Texte fourni:
——————————

L’Achradine était à la base d’un triangle dont la pointe, l’Épipole, dominait les deux villes, avec son fort Eurièle. Nicias, maître de ce sommet, se retrancha dans une vaste enceinte, — Syké, — fit construire deux murs de circonvallation enveloppant la ville. Les Syracusains voulurent ainsi bâtir un mur transversal pour couper les travaux des Athéniens ; les Athéniens ne permirent pas l’exécution de cette menace. Lamachos fut tué dans un des combats livrés pour empêcher la construction du mur syracusain.

Nicias victorieux, demeuré seul, reçut des secours encourageants, spontanés, d’Italie, — les Étrusques lui envoyèrent trois vaisseaux, — et de Sicile même. Les Syracusains se considéraient comme vaincus, lorsqu’une galère de Corinthe, échappée à la surveillance des Athéniens, vint annoncer l’arrivée d’une flotte formée à Leucade et la présence de Gylippos en Sicile.

Débarqué à Himère, Gylippos, secouru par Sélinonte, Géla et quelques Sicules, réunit 30.000 hommes. Nicias ne poursuivait qu’avec regret l’entreprise ; mais l’épuisement des finances syracusaines et la formation d’un parti, dans la ville assiégée, qui acceptait la domination d’Athènes, le faisaient hésiter. Gylippos annonçait que les Athéniens ne voulaient la Sicile que pour la piller, l’épuiser et prendre ensuite l’Hellénie tout entière. Cette dénonciation amenait des recrues au Spartiate.

——————————

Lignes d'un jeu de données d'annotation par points
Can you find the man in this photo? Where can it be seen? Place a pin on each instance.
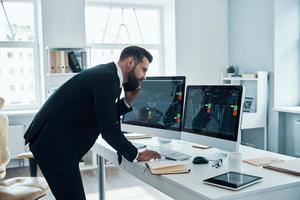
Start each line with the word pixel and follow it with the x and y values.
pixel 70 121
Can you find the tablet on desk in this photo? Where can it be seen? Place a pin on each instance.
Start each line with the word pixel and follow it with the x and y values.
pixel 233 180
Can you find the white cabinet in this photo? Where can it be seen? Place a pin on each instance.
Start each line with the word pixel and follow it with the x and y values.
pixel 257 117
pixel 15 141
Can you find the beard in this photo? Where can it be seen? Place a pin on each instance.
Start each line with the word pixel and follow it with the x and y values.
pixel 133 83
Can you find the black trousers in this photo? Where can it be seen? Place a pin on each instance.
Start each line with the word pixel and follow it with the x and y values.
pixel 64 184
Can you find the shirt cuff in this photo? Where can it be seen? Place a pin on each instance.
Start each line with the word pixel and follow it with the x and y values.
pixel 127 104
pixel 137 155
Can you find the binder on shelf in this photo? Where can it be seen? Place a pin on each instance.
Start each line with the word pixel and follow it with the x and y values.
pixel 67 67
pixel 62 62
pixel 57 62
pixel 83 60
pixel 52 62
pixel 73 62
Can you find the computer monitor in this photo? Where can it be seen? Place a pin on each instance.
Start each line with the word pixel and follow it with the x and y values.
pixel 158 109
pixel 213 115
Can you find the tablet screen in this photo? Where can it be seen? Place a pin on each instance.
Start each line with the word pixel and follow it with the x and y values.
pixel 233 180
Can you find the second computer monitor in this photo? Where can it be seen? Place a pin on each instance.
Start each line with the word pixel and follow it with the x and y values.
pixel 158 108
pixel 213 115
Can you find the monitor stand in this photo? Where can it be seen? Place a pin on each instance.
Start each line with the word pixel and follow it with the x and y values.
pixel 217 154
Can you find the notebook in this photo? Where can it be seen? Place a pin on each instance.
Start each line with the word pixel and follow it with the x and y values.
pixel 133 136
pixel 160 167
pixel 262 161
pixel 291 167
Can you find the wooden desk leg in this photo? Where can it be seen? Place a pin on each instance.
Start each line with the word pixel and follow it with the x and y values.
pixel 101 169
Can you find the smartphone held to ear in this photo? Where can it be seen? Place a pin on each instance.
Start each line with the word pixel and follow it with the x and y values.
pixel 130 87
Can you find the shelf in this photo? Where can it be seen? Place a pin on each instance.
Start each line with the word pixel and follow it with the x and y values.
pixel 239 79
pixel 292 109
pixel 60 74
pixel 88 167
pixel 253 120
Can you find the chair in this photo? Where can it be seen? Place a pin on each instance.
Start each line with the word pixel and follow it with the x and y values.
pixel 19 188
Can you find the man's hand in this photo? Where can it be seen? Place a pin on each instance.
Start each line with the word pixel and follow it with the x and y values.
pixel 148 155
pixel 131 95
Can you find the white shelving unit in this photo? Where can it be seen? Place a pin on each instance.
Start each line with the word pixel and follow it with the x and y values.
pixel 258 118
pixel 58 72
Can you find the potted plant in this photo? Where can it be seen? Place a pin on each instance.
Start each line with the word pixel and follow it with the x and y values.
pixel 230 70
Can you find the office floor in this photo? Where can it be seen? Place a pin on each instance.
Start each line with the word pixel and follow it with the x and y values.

——————————

Actions à mener:
1. Reproduisez fidèlement le passage du texte sur le siège de Syracuse, en commençant par « L’Achradine était à » et en allant jusqu'à « du mur syracusain. ».
2. Parmi les lignes fournies, relevez toutes celles qui contiennent le mot « computer ».
Le texte et les lignes proviennent de sources distinctes.

Réponses:
1.
L’Achradine était à la base d’un triangle dont la pointe, l’Épipole, dominait les deux villes, avec son fort Eurièle. Nicias, maître de ce sommet, se retrancha dans une vaste enceinte, — Syké, — fit construire deux murs de circonvallation enveloppant la ville. Les Syracusains voulurent ainsi bâtir un mur transversal pour couper les travaux des Athéniens ; les Athéniens ne permirent pas l’exécution de cette menace. Lamachos fut tué dans un des combats livrés pour empêcher la construction du mur syracusain.

2.
Can you find the computer monitor in this photo? Where can it be seen? Place a pin on each instance.
Can you find the second computer monitor in this photo? Where can it be seen? Place a pin on each instance.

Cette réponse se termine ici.